_WHAT IS BEING ASKED:_ Copy out every line in the items below that contains the word "branch".
:: MATERIAL FOR THIS EXERCISE ::
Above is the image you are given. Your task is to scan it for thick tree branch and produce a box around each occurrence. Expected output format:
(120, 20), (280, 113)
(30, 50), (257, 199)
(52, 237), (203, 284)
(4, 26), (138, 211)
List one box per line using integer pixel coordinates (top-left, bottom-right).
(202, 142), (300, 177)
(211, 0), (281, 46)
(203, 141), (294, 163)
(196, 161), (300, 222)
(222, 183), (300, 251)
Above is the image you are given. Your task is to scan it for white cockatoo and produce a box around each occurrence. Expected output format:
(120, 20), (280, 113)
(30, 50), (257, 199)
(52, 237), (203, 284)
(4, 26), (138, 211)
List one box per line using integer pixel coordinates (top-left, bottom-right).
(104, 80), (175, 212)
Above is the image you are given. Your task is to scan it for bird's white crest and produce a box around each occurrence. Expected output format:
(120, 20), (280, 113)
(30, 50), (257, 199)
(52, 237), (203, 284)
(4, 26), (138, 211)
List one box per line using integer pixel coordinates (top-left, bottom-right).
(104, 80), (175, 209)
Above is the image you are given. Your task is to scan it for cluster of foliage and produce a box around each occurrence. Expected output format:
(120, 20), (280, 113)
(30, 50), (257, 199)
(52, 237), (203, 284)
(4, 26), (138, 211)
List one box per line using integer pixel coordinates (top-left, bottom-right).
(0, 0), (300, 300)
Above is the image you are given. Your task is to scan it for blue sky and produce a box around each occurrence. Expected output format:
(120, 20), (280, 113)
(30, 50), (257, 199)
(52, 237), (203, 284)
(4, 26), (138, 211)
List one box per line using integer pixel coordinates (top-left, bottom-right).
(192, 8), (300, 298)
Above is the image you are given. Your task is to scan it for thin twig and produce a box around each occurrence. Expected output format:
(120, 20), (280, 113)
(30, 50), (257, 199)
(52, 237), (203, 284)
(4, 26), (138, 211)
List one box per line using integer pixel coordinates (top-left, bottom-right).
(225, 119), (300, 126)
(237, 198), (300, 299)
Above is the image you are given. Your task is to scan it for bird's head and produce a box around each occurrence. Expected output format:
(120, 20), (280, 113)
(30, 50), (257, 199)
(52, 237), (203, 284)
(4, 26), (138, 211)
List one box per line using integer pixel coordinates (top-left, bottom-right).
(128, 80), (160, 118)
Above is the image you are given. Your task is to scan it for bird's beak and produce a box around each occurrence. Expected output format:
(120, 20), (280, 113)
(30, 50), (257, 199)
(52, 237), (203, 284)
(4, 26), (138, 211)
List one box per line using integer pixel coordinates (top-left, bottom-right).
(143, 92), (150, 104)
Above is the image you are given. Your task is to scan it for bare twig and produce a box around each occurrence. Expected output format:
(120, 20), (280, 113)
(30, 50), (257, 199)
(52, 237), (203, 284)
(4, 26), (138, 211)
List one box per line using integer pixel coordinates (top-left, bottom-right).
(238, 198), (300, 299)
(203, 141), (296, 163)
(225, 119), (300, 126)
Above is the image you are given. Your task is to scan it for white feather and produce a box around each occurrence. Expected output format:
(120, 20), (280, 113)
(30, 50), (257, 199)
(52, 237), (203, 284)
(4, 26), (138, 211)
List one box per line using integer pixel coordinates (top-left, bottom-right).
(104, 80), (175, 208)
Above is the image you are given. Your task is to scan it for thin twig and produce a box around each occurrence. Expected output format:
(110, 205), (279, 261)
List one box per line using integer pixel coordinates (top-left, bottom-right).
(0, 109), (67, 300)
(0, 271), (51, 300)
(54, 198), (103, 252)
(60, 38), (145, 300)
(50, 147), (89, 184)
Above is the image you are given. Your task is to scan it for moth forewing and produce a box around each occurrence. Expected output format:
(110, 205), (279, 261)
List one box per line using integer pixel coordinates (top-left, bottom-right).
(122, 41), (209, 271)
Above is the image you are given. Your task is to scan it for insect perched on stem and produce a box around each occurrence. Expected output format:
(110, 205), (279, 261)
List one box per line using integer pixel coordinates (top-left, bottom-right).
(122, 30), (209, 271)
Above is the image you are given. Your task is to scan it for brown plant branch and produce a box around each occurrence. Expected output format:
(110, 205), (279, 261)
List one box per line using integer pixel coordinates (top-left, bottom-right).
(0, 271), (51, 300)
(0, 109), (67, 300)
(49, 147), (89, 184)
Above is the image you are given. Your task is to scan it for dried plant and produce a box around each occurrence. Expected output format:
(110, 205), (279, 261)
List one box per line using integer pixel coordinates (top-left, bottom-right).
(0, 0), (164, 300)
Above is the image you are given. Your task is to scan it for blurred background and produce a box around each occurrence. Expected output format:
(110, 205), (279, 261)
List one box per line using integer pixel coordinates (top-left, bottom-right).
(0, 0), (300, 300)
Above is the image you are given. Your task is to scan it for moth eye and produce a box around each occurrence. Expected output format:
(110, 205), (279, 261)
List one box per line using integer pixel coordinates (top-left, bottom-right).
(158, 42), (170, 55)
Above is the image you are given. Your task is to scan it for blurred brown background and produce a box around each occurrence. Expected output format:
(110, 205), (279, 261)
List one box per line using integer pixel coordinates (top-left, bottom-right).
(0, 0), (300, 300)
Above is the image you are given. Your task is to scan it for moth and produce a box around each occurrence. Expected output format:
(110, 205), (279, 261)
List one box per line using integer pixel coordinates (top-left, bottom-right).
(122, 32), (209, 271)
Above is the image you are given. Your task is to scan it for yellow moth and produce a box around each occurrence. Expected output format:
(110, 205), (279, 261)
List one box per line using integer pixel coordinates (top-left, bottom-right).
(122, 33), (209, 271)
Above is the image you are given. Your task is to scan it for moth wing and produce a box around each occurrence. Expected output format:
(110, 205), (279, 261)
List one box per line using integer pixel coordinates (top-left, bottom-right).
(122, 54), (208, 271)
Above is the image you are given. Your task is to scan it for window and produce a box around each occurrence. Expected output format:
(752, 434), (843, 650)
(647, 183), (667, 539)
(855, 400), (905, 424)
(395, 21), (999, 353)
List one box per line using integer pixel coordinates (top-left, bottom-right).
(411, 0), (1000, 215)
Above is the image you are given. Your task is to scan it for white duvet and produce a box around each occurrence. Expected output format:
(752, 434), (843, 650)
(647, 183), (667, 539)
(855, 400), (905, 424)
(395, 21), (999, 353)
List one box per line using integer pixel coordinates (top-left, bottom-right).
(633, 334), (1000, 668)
:::
_OUTPUT FOR THIS TASK:_
Above is the image you are given. Your task is to scan it for thick tree branch and produce a box around each occurrence. Expected output format:
Above is the image you are given. Your task is to scan it for brown plant branch and produce a box around each occurrence. Expected output format:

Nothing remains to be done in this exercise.